DATASET RECORDS –
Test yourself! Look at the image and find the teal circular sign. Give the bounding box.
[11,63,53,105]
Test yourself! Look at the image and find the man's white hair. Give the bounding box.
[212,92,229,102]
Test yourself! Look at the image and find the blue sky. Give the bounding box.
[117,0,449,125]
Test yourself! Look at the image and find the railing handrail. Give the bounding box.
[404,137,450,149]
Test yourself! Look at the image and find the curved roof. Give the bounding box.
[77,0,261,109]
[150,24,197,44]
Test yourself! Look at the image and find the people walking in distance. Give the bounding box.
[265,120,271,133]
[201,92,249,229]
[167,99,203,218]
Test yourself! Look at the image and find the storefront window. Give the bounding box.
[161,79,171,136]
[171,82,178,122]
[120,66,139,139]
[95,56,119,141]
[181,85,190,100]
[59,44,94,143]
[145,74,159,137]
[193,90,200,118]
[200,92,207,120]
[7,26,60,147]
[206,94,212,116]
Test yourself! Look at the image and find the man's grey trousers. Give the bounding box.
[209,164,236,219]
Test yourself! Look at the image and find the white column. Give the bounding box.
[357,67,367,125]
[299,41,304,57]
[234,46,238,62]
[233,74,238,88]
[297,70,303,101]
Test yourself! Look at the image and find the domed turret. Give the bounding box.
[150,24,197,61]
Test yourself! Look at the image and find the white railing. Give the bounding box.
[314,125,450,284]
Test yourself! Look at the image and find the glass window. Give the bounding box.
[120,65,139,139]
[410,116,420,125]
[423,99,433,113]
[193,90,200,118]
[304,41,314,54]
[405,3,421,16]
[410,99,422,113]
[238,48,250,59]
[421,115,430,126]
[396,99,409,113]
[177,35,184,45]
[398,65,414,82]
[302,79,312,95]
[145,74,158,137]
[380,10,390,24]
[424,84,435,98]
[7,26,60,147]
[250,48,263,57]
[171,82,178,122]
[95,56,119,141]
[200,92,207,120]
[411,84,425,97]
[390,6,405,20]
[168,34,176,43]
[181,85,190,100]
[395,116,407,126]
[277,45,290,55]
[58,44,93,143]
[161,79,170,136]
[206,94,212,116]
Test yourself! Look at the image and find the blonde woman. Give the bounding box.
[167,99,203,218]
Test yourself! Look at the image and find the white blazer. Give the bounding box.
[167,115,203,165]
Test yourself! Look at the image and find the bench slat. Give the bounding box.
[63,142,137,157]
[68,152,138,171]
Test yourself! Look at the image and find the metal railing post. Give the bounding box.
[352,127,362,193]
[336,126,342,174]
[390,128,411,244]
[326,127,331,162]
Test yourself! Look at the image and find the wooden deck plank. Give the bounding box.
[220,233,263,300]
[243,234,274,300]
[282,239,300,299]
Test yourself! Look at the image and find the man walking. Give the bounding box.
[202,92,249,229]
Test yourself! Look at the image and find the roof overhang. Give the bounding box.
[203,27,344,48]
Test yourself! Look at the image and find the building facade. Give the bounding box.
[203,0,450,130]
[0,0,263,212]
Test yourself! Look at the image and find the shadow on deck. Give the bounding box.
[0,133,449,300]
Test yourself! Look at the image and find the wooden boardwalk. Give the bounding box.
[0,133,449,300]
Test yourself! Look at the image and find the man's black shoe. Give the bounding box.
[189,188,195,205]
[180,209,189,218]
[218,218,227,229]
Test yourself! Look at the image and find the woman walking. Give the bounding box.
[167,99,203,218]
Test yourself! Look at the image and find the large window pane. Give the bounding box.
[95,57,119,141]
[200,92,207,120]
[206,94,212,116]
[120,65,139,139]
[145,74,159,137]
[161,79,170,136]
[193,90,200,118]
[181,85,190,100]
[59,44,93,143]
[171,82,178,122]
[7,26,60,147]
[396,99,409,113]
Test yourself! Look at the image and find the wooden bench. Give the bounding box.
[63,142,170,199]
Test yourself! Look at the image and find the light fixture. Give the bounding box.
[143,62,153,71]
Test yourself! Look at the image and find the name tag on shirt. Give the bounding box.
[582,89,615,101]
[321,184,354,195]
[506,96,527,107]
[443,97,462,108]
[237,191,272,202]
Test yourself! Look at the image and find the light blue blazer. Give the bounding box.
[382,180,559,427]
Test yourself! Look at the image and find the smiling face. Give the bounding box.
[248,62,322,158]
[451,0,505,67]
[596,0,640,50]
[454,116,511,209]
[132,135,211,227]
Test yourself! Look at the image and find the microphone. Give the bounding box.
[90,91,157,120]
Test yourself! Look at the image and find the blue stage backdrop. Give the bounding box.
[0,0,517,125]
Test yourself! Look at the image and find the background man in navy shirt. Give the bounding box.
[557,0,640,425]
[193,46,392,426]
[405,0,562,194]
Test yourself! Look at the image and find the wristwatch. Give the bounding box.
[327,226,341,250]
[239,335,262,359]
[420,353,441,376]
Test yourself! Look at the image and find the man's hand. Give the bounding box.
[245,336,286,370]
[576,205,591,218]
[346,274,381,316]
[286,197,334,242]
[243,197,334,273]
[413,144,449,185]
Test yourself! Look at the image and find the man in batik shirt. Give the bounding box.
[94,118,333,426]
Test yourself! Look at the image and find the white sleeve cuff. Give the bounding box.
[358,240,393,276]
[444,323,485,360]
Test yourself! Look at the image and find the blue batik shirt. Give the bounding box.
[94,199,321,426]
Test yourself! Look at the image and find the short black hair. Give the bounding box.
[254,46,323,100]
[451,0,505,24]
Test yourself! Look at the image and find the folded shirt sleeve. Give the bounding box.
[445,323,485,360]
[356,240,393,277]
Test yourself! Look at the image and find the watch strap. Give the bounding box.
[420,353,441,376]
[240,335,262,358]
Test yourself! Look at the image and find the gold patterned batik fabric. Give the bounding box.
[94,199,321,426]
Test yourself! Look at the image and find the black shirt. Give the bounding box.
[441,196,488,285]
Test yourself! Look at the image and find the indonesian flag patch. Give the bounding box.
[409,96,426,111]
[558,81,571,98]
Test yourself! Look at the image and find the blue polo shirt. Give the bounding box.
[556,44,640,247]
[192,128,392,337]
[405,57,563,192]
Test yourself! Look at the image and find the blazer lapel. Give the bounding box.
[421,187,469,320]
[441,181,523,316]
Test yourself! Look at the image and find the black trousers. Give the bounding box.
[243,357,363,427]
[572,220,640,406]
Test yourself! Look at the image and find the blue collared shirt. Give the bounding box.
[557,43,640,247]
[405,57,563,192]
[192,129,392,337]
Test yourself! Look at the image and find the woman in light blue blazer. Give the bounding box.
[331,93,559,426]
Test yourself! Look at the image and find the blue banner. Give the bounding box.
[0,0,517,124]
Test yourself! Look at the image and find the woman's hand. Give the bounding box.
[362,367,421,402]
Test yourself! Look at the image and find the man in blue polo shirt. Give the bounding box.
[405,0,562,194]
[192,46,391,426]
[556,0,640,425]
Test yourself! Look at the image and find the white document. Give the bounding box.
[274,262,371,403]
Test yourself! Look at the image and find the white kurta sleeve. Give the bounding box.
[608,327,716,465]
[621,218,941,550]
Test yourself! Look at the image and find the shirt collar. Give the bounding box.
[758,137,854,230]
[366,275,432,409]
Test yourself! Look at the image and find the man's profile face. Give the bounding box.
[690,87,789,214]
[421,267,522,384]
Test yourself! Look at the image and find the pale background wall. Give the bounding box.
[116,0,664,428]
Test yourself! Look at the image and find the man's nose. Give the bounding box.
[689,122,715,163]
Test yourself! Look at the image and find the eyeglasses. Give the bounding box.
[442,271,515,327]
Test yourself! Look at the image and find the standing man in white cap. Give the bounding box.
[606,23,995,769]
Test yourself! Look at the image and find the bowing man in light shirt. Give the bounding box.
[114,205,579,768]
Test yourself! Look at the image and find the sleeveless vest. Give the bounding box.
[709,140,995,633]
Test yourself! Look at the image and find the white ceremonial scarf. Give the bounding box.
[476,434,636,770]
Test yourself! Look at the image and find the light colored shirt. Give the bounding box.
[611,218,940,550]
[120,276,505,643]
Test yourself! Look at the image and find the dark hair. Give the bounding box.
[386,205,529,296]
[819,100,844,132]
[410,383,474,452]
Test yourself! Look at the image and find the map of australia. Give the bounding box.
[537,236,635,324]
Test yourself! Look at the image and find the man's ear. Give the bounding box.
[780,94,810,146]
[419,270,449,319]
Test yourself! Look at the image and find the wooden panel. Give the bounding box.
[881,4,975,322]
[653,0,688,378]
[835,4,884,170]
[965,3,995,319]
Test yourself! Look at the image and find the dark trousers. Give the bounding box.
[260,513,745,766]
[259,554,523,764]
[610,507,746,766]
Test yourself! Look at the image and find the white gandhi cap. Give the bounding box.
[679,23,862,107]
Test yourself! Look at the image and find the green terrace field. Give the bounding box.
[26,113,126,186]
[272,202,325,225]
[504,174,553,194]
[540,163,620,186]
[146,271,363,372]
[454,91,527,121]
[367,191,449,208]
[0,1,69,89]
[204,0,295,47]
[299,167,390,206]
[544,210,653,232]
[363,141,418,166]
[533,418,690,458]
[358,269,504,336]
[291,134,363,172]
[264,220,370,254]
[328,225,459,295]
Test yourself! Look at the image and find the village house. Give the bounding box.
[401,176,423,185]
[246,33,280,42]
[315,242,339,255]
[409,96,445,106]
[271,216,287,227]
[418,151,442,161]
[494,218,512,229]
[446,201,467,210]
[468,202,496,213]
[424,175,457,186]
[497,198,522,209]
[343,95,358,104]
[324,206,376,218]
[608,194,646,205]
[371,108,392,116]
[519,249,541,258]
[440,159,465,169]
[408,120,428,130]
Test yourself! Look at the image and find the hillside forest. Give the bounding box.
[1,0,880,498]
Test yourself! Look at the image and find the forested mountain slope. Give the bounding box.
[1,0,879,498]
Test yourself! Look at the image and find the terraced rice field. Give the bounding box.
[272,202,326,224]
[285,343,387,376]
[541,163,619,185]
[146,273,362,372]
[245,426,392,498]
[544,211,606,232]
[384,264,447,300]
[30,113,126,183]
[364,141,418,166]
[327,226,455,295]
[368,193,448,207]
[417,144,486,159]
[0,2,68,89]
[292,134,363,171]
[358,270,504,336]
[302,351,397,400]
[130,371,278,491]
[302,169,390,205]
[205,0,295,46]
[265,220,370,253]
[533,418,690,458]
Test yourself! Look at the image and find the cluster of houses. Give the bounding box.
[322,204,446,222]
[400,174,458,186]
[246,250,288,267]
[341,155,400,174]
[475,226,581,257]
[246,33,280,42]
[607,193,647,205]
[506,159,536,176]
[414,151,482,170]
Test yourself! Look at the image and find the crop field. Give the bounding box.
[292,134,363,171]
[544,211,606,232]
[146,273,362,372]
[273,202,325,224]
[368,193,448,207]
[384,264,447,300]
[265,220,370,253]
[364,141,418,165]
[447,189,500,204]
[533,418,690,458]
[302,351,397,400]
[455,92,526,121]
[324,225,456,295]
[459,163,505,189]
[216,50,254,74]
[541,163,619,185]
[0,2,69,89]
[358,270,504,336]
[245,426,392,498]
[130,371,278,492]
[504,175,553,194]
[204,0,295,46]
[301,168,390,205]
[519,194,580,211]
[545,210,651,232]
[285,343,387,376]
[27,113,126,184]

WHAT IS EXPECTED – Your task is to transcribe exactly the lines from the one with "Test yourself! Look at the image and find the cluster" through the end of the data, both included, and nothing besides.

TASK SOLUTION –
Test yourself! Look at the image and find the cluster of houses. Give the bounding box.
[322,204,446,222]
[400,174,458,186]
[246,250,288,267]
[341,155,400,174]
[475,226,581,257]
[246,33,280,42]
[607,193,647,205]
[506,159,536,176]
[414,151,482,170]
Test yourself! Look at the image and find the crop field. Give the bounding box.
[292,134,363,171]
[544,211,606,232]
[146,273,362,372]
[273,202,325,224]
[368,193,448,207]
[384,264,447,300]
[265,220,370,253]
[364,141,418,165]
[447,189,500,204]
[533,418,690,458]
[302,351,397,400]
[455,92,526,121]
[324,225,456,295]
[459,163,505,189]
[216,50,254,74]
[541,163,619,185]
[0,2,69,89]
[358,270,504,336]
[245,426,392,498]
[130,371,278,492]
[504,175,553,194]
[204,0,295,46]
[301,168,390,205]
[519,194,580,211]
[545,210,651,232]
[285,343,387,376]
[27,113,126,184]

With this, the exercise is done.